## Task prompt:
Please rewrite every line of the entries below as a JSON list of strings, one string per line, with blank lines skipped. Leave the pictures out of your answer.
----- Task data
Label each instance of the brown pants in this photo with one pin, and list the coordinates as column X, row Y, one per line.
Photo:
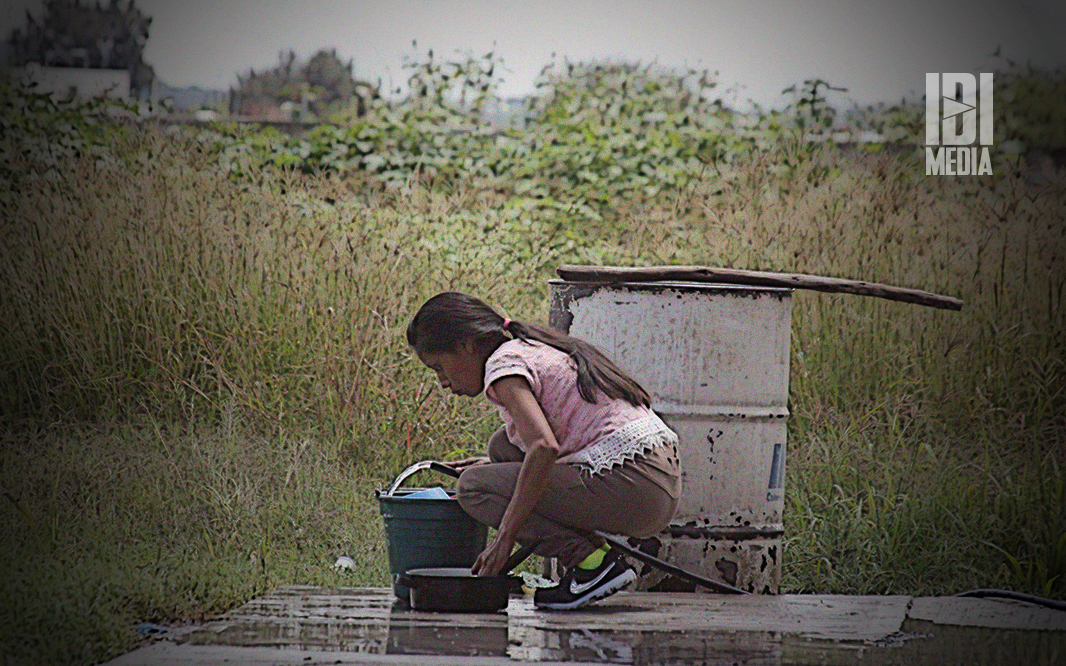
column 636, row 499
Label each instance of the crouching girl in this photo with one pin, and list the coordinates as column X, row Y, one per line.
column 580, row 450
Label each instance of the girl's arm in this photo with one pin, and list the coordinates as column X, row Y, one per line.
column 542, row 450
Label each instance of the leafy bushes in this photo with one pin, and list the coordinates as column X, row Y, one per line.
column 204, row 376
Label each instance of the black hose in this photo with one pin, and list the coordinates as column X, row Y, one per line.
column 1005, row 594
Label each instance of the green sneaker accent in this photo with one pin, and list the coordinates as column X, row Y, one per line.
column 594, row 559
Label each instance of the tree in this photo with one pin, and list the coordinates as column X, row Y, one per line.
column 322, row 81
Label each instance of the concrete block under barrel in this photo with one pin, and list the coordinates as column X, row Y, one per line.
column 715, row 360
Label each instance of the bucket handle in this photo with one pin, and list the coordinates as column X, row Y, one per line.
column 418, row 467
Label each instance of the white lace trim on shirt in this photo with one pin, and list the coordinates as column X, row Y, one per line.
column 635, row 438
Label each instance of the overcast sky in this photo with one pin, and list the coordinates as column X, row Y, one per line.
column 878, row 49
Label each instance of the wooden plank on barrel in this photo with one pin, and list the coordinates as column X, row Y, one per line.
column 755, row 278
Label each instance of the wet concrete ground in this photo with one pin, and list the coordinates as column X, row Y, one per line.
column 299, row 624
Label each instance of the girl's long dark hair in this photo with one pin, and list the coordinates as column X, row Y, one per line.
column 448, row 319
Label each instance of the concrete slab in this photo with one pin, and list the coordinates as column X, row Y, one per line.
column 299, row 624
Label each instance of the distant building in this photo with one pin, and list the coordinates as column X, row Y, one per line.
column 80, row 82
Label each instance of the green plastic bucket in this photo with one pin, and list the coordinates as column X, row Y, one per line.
column 425, row 533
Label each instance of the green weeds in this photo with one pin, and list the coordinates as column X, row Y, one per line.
column 204, row 375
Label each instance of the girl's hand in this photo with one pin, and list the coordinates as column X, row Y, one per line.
column 491, row 559
column 458, row 466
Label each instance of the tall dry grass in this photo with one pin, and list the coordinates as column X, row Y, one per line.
column 204, row 378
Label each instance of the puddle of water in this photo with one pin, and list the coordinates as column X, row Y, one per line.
column 372, row 622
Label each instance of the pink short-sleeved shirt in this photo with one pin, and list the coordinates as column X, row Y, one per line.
column 553, row 377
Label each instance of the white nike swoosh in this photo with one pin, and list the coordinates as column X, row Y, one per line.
column 579, row 588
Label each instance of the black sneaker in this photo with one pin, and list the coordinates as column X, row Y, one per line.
column 580, row 587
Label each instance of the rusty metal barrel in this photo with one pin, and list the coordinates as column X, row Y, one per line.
column 715, row 360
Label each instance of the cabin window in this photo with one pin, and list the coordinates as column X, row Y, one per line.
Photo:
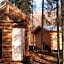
column 0, row 43
column 17, row 44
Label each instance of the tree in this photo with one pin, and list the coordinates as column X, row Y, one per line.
column 24, row 5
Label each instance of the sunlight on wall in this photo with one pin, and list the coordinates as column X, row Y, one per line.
column 17, row 44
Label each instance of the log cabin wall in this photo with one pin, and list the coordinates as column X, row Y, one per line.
column 10, row 19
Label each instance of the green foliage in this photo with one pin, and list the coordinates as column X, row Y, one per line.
column 24, row 5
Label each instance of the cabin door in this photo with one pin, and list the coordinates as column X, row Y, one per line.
column 18, row 43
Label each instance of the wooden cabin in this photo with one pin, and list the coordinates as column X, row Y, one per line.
column 13, row 33
column 49, row 38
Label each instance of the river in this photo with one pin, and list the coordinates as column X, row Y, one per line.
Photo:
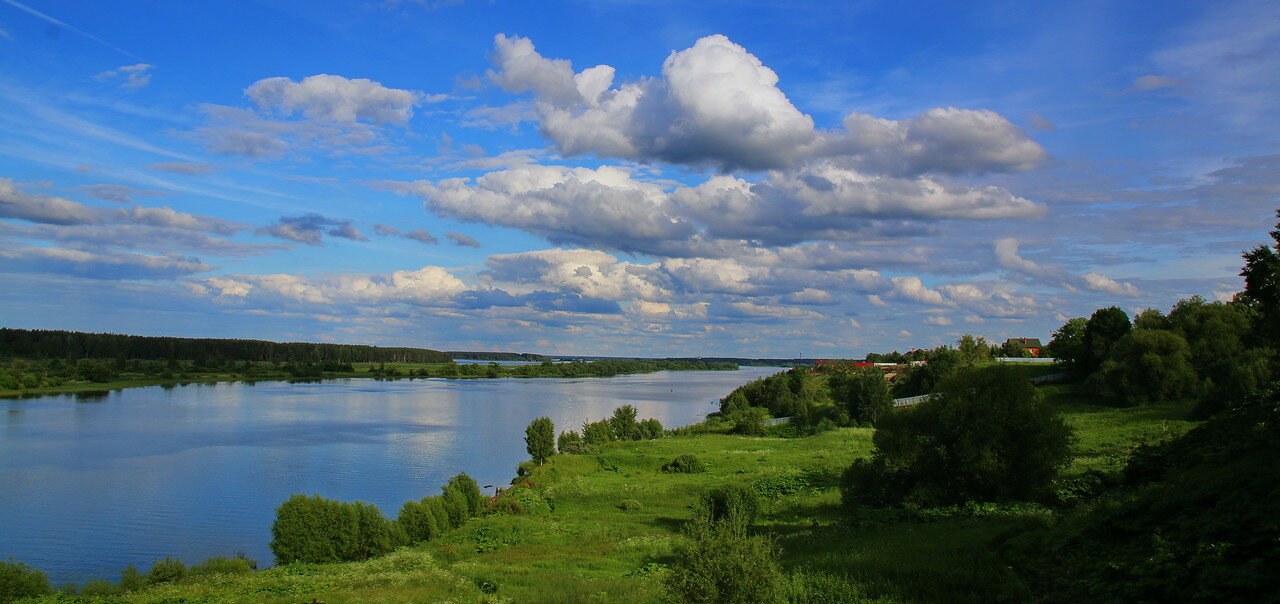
column 92, row 483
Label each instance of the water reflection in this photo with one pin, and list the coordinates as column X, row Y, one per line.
column 86, row 489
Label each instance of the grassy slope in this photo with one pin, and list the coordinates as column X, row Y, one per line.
column 590, row 549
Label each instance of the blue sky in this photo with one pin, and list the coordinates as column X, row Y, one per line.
column 627, row 177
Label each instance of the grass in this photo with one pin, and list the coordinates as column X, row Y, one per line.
column 589, row 547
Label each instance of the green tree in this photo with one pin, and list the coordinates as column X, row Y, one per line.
column 1105, row 328
column 570, row 442
column 470, row 490
column 1068, row 343
column 1261, row 273
column 1147, row 365
column 867, row 397
column 18, row 581
column 986, row 435
column 540, row 439
column 624, row 422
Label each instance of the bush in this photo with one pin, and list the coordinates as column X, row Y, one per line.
column 723, row 564
column 506, row 506
column 685, row 465
column 867, row 397
column 318, row 530
column 1146, row 366
column 650, row 429
column 223, row 566
column 417, row 522
column 165, row 571
column 597, row 433
column 749, row 421
column 734, row 504
column 540, row 439
column 18, row 580
column 984, row 437
column 456, row 507
column 624, row 424
column 470, row 490
column 1196, row 522
column 571, row 443
column 131, row 579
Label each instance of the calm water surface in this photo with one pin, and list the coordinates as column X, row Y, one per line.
column 91, row 484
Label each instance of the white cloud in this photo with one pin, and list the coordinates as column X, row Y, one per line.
column 718, row 105
column 136, row 76
column 99, row 265
column 334, row 99
column 1009, row 259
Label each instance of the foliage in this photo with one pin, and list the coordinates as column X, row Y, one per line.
column 986, row 435
column 1105, row 328
column 1068, row 343
column 571, row 443
column 624, row 422
column 470, row 490
column 731, row 504
column 165, row 571
column 1261, row 273
column 867, row 397
column 540, row 439
column 223, row 566
column 597, row 433
column 1196, row 522
column 417, row 522
column 725, row 566
column 18, row 580
column 685, row 465
column 1146, row 366
column 749, row 421
column 318, row 530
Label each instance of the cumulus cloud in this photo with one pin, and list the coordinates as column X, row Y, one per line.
column 136, row 76
column 334, row 99
column 462, row 239
column 609, row 207
column 99, row 265
column 1009, row 259
column 118, row 193
column 192, row 168
column 1153, row 82
column 718, row 105
column 429, row 286
column 310, row 228
column 323, row 111
column 18, row 204
column 420, row 236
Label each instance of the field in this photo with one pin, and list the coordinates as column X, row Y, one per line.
column 612, row 518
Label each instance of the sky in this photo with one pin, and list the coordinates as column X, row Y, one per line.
column 629, row 177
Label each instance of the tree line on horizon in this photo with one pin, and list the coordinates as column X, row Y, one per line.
column 41, row 343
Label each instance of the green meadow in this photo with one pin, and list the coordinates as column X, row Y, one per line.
column 603, row 527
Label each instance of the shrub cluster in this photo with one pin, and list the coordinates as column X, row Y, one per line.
column 984, row 437
column 316, row 530
column 685, row 465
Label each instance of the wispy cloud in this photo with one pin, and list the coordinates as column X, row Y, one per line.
column 59, row 23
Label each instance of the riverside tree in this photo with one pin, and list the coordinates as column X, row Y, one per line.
column 540, row 439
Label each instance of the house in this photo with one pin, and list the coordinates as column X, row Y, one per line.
column 1029, row 344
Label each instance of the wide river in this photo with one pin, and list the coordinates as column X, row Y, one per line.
column 92, row 483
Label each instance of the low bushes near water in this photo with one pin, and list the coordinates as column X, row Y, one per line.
column 18, row 580
column 984, row 437
column 316, row 530
column 685, row 465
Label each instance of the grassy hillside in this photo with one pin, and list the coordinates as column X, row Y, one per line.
column 612, row 518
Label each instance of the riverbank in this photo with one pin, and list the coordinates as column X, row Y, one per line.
column 256, row 373
column 603, row 526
----------
## Exercise solution:
[
  "Label each instance of the brown pants in this photo with one pin, and list the coordinates as column X, row Y, one per line.",
  "Photo:",
  "column 636, row 499",
  "Label each instance of the crouching girl in this photo with one pin, and list the coordinates as column X, row Y, one per line.",
  "column 580, row 450",
  "Label each instance of the girl's arm in this photo with one pin, and list the coordinates as column X, row Y, one per line.",
  "column 542, row 450",
  "Label each instance of the leafy bushes in this photo with one pin, and list the coordinates as column X, row Y, one per line.",
  "column 204, row 376",
  "Label each instance of the black hose in this photo with one pin, and list the coordinates as column X, row Y, one per line.",
  "column 1005, row 594",
  "Label each instance of the green sneaker accent in this photo with one pin, and list the coordinates as column X, row Y, one per line.",
  "column 594, row 559",
  "Label each instance of the tree in this photo with one pin, and list the coordinates as column X, row Y, one per line.",
  "column 322, row 81",
  "Label each instance of the concrete block under barrel in this photo with one pin, and list the coordinates as column X, row Y, one per line.",
  "column 715, row 360",
  "Label each instance of the bucket handle in this photo with one pin, and list the coordinates as column X, row Y, one per line.",
  "column 418, row 467",
  "Label each instance of the white lace trim on shirt in this photo with one pin, and list the coordinates as column X, row Y, one per line.",
  "column 635, row 438",
  "Label each instance of the overcast sky in this photo with one pin, and list the coordinates as column X, row Y, one per line.",
  "column 878, row 49",
  "Label each instance of the wooden plank on barrel in this photo with one pin, and list the coordinates as column X, row Y, one per line.",
  "column 755, row 278",
  "Label each instance of the wet concrete ground in this photo with one pin, and list the coordinates as column X, row Y, one per line.",
  "column 299, row 624",
  "Label each instance of the girl's long dark hair in this photo with one pin, and list the coordinates as column X, row Y, one per line.",
  "column 448, row 319",
  "Label each instance of the concrete slab in this photo with one pin, and list the coordinates as column X, row Y, one per line.",
  "column 299, row 624",
  "Label each instance of the distant building in this photo with one pin, and list the coordinates as column X, row Y, one per line.",
  "column 80, row 82",
  "Label each instance of the green plastic bucket in this photo with one pin, and list the coordinates as column X, row Y, one per line.",
  "column 425, row 533",
  "Label each instance of the green weeds in this photo with one pin, and list the coordinates as column X, row Y, one per line.",
  "column 204, row 375",
  "Label each instance of the girl's hand in this photo with one pin, and list the coordinates as column X, row Y, one per line.",
  "column 491, row 559",
  "column 458, row 466",
  "Label each instance of the tall dry grass in this photo with one pin, and list the coordinates as column X, row Y, one per line.",
  "column 204, row 378",
  "Label each instance of the puddle of water in this photo with one pin, and list the coordinates as column X, row Y, one per line.",
  "column 372, row 622",
  "Label each instance of the pink short-sleeved shirt in this photo with one pin, and list the coordinates as column X, row Y, one per line.",
  "column 553, row 377",
  "Label each instance of the white nike swoosh in this photo with one pin, and list the coordinates as column X, row Y, one per line.",
  "column 579, row 588",
  "Label each instance of the black sneaker in this photo with one pin, and list the coordinates as column X, row Y, one per line.",
  "column 580, row 587",
  "Label each instance of the rusty metal barrel in this photo with one pin, and list the coordinates as column X, row Y, one per line.",
  "column 715, row 360",
  "Label each instance of the cabin window in this photo with one pin, and list the coordinates as column X, row Y, one per line.",
  "Photo:",
  "column 0, row 43",
  "column 17, row 44",
  "Label each instance of the tree in this photo with one pin, and list the coordinates as column X, row Y, one per line.",
  "column 24, row 5",
  "Label each instance of the sunlight on wall in this photo with one pin, and list the coordinates as column X, row Y, one per line.",
  "column 17, row 44",
  "Label each instance of the log cabin wall in this photo with one pin, and list the coordinates as column X, row Y, one per line.",
  "column 10, row 19",
  "Label each instance of the green foliage in this photo with one pin, and list the coordinates as column X, row Y, one per line.",
  "column 24, row 5",
  "Label each instance of the cabin door in this photo with one pin, and list the coordinates as column X, row Y, one per line.",
  "column 18, row 43",
  "Label each instance of the wooden cabin in this photo with one pin, and list the coordinates as column X, row Y, one per line.",
  "column 13, row 33",
  "column 49, row 38",
  "Label each instance of the river in this photo with one pin, and list the coordinates as column X, row Y, one per line.",
  "Photo:",
  "column 92, row 483",
  "Label each instance of the water reflection in this photo with one pin, and list the coordinates as column X, row Y, one per line.",
  "column 86, row 489",
  "Label each instance of the grassy slope in this photo with one pin, and list the coordinates as column X, row Y, one per line.",
  "column 590, row 549",
  "Label each instance of the blue sky in this photo with one pin, and list the coordinates as column X, row Y, one per line.",
  "column 627, row 177",
  "Label each instance of the grass in this photo with one pin, and list the coordinates as column X, row Y, one per line.",
  "column 589, row 547",
  "Label each instance of the green tree in this photo with one pin, and list the coordinates as column X, row Y, one per line.",
  "column 1105, row 328",
  "column 570, row 442",
  "column 470, row 490",
  "column 1068, row 343",
  "column 1261, row 273",
  "column 1147, row 365",
  "column 867, row 397",
  "column 18, row 581",
  "column 986, row 435",
  "column 540, row 439",
  "column 624, row 422",
  "Label each instance of the bush in this photo with one pin, and list the coordinates as column X, row Y, one per line.",
  "column 723, row 564",
  "column 506, row 506",
  "column 685, row 465",
  "column 867, row 397",
  "column 318, row 530",
  "column 1146, row 366",
  "column 650, row 429",
  "column 223, row 566",
  "column 417, row 522",
  "column 165, row 571",
  "column 597, row 433",
  "column 749, row 421",
  "column 734, row 504",
  "column 540, row 439",
  "column 18, row 580",
  "column 984, row 437",
  "column 456, row 507",
  "column 624, row 424",
  "column 470, row 490",
  "column 1196, row 522",
  "column 571, row 443",
  "column 131, row 579",
  "Label each instance of the calm water surface in this photo with one pin, and list the coordinates as column X, row Y, one per line.",
  "column 91, row 484",
  "Label each instance of the white cloud in this photo with one pin, and list the coordinates as column X, row Y, one per line.",
  "column 718, row 105",
  "column 136, row 76",
  "column 99, row 265",
  "column 334, row 99",
  "column 1009, row 259",
  "Label each instance of the foliage in this photo with one pin, and list the coordinates as column X, row Y, one per line.",
  "column 986, row 435",
  "column 1105, row 328",
  "column 1068, row 343",
  "column 571, row 443",
  "column 624, row 422",
  "column 470, row 490",
  "column 731, row 504",
  "column 165, row 571",
  "column 1261, row 273",
  "column 867, row 397",
  "column 540, row 439",
  "column 223, row 566",
  "column 597, row 433",
  "column 1196, row 522",
  "column 417, row 522",
  "column 725, row 566",
  "column 18, row 580",
  "column 685, row 465",
  "column 1146, row 366",
  "column 749, row 421",
  "column 318, row 530",
  "Label each instance of the cumulus cloud in this photo with one pin, and list the coordinates as column X, row Y, one per line.",
  "column 136, row 76",
  "column 334, row 99",
  "column 462, row 239",
  "column 609, row 207",
  "column 99, row 265",
  "column 1009, row 259",
  "column 118, row 193",
  "column 192, row 168",
  "column 1153, row 82",
  "column 718, row 105",
  "column 429, row 286",
  "column 310, row 228",
  "column 323, row 111",
  "column 18, row 204",
  "column 420, row 236",
  "Label each instance of the field in this photo with one pin, and list the coordinates as column X, row Y, one per line.",
  "column 612, row 518",
  "Label each instance of the sky in this photo with one pin, and list the coordinates as column X, row Y, one per line.",
  "column 629, row 177",
  "Label each instance of the tree line on horizon in this photo with one pin, and list the coordinates as column X, row Y, one per line.",
  "column 41, row 343",
  "Label each instance of the green meadow in this photo with one pin, and list the coordinates as column X, row Y, one per line.",
  "column 603, row 527",
  "Label each instance of the shrub cluster in this photo with one pin, and list the coordinates as column X, row Y, one per line.",
  "column 984, row 437",
  "column 316, row 530",
  "column 685, row 465",
  "Label each instance of the wispy cloud in this photo with one pin, and list the coordinates as column X, row Y, one per line.",
  "column 59, row 23",
  "Label each instance of the riverside tree in this photo with one pin, and list the coordinates as column X, row Y, one per line.",
  "column 540, row 439",
  "Label each instance of the house in this photo with one pin, and list the coordinates as column X, row Y, one per line.",
  "column 1029, row 344",
  "Label each instance of the wide river in this photo with one pin, and list the coordinates as column X, row Y, one per line.",
  "column 92, row 483",
  "Label each instance of the low bushes near water in this photo with one pin, and list the coordinates as column X, row Y, one per line.",
  "column 18, row 580",
  "column 984, row 437",
  "column 316, row 530",
  "column 685, row 465",
  "Label each instance of the grassy hillside in this photo with one pin, and list the coordinates as column X, row Y, one per line.",
  "column 612, row 518",
  "Label each instance of the riverbank in this photo with one pin, and list the coordinates as column X, row Y, one per line.",
  "column 256, row 373",
  "column 603, row 526"
]